### Assignment
Would you return all of this data exactly, leaving nothing out?

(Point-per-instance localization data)
Content starts

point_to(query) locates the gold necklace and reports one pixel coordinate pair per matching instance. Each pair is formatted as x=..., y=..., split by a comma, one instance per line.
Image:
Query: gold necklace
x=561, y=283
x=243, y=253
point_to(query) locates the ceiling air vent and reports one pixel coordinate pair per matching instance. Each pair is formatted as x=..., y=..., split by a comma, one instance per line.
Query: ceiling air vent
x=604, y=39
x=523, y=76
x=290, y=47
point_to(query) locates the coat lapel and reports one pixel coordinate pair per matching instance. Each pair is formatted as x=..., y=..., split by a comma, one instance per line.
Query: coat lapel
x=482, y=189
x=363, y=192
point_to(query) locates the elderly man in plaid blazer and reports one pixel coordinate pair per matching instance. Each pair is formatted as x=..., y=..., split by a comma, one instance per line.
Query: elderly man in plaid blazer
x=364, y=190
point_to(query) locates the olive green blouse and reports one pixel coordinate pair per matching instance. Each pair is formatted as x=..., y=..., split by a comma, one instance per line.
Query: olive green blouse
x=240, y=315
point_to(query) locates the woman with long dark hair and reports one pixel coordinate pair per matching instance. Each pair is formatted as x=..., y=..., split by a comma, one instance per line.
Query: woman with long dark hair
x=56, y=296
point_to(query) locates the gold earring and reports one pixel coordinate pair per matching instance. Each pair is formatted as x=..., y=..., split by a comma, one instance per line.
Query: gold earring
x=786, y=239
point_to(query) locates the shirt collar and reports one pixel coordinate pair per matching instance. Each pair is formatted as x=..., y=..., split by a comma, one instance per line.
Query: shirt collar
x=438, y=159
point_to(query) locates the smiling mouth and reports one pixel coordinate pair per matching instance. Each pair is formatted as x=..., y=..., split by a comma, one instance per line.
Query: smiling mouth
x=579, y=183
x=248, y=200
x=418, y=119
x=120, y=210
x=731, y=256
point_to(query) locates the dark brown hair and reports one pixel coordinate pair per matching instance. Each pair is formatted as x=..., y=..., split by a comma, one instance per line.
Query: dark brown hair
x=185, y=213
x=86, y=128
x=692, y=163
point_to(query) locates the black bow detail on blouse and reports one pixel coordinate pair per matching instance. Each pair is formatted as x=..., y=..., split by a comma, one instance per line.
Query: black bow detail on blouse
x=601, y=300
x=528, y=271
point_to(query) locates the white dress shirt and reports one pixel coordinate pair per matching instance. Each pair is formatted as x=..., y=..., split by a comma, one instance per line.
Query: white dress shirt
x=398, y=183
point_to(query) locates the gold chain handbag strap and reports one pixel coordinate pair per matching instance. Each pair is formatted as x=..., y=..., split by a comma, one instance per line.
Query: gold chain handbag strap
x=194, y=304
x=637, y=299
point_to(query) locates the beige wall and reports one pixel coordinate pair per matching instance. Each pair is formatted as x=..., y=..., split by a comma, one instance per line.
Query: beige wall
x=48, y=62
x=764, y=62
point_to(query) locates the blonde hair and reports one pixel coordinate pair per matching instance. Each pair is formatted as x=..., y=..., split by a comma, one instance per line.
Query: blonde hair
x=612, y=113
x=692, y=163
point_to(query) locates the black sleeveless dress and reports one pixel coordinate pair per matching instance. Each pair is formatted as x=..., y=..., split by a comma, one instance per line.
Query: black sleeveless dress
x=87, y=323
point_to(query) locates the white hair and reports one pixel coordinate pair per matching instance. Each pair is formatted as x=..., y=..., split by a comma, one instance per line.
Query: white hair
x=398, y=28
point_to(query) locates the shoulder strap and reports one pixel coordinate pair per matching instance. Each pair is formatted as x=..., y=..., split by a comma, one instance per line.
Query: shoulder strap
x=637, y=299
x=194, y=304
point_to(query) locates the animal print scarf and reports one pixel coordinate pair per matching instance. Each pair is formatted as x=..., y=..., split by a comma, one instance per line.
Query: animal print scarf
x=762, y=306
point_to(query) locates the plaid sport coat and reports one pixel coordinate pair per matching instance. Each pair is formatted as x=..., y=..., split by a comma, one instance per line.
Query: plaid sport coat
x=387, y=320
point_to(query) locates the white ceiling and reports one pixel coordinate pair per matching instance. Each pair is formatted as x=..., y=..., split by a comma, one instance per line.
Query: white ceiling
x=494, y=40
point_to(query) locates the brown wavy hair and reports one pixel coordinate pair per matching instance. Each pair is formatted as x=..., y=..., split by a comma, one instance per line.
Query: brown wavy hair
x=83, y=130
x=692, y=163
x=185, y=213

Content ends

### Response to this task
point_to(query) locates the gold necklace and reports one pixel coordinate pair per matching instance. Each pair is formatted as x=..., y=..., split by a comma, one instance per line.
Image:
Query: gold necklace
x=561, y=283
x=243, y=253
point_to(query) locates the ceiling air vent and reports one pixel coordinate pair per matching instance. Each pair is formatted as x=..., y=..., split by a comma, one instance per line.
Query: ceiling air vent
x=604, y=39
x=523, y=76
x=290, y=47
point_to(query) locates the coat lapel and reports one pixel coordinate pair per matching instance. Each pair is formatted as x=..., y=..., split by a comma, one instance per line.
Query: coat lapel
x=482, y=189
x=363, y=192
point_to(query) locates the elderly man in plaid blazer and reports one pixel coordinate pair per matching instance. Each pair is formatted as x=..., y=..., split by a comma, one instance per line.
Query: elderly man in plaid blazer
x=364, y=190
point_to(query) locates the olive green blouse and reports one pixel coordinate pair per matching instance. Each pair is formatted as x=..., y=..., split by a comma, one instance per line.
Query: olive green blouse
x=240, y=315
point_to(query) locates the woman with long dark hair and reports one pixel coordinate pair per matching instance. Each pair is formatted as x=..., y=..., split by a comma, one instance per line.
Query: woman with long dark hair
x=56, y=296
point_to(query) locates the gold earring and reports one pixel coordinate pair per matching instance. Each pair is formatted as x=..., y=..., split by a comma, one instance per line.
Query: gold earring
x=786, y=239
point_to(query) locates the shirt collar and reports one pixel coordinate pair per matching instance. Each pair is formatted as x=..., y=..., split by a comma, one instance per line.
Query: shirt collar
x=438, y=159
point_to(query) locates the smiling mouth and reports one pixel coordinate pair per matching instance. Each pair is formatted as x=..., y=..., split by a comma, one instance per line.
Query: smiling mouth
x=579, y=183
x=248, y=200
x=418, y=119
x=120, y=210
x=731, y=256
point_to(query) locates the dark brown hair and reports one pixel coordinate pair per matching instance. Each pair is formatted as x=..., y=..., split by a comma, one instance per line.
Query: dark brown hair
x=185, y=213
x=86, y=128
x=692, y=163
point_to(query) locates the black bow detail on blouse and reports one pixel coordinate pair per matching instance. Each pair is formatted as x=..., y=..., split by a comma, one instance per line.
Query: black bow detail on blouse
x=601, y=300
x=528, y=271
point_to(query) locates the white dress shirt and reports one pixel coordinate pair per matching instance. Each pair is formatted as x=..., y=..., split by a comma, one instance per line.
Query: white dress shirt
x=398, y=183
point_to(query) locates the gold chain handbag strap and reports one pixel coordinate pair per matching instance. Each pair is formatted as x=..., y=..., split by a comma, one instance per line.
Query: gold chain handbag strap
x=194, y=304
x=637, y=299
point_to(query) locates the beige wall and reports one pixel coordinate pair per matching instance. Each pair is formatted as x=..., y=..., split by a comma, one instance per line.
Query: beige wall
x=48, y=62
x=764, y=62
point_to(query) locates the blonde hair and reports one pixel coordinate pair per matching instance. Each pair is formatted as x=..., y=..., split by a comma, one instance per line.
Query: blonde hair
x=612, y=113
x=692, y=163
point_to(query) locates the black sleeveless dress and reports one pixel coordinate pair per matching instance. Each pair is formatted as x=..., y=..., split by a comma, one instance per line.
Query: black sleeveless dress
x=87, y=323
point_to(query) locates the white hair and reports one pixel coordinate pair per matching instance. Each pair is formatted as x=..., y=..., split by a comma, one instance per line.
Query: white hair
x=398, y=28
point_to(query) locates the shoulder strap and reports one pixel coordinate pair per matching instance. Each pair is formatted as x=..., y=..., split by a comma, one instance per line.
Query: shoulder strap
x=637, y=299
x=194, y=304
point_to(query) locates the animal print scarf and reports one pixel coordinate pair per matching instance. Each pair is formatted as x=..., y=..., split by a comma, one instance per line.
Query: animal print scarf
x=762, y=306
point_to(query) locates the plaid sport coat and reports one pixel coordinate pair per matching instance. Each pair is formatted as x=..., y=..., split by a comma, one instance per line.
Query: plaid sport coat
x=387, y=320
point_to(query) locates the white ceiling and reports one pixel coordinate pair per matching instance. Each pair is formatted as x=..., y=..., split by a comma, one instance per line.
Query: white ceiling
x=494, y=40
point_to(query) locates the brown wavy hair and reports one pixel coordinate pair per matching instance. Each pair is formatted as x=..., y=..., split by a comma, one instance per line.
Query: brown wavy hair
x=83, y=130
x=692, y=163
x=185, y=213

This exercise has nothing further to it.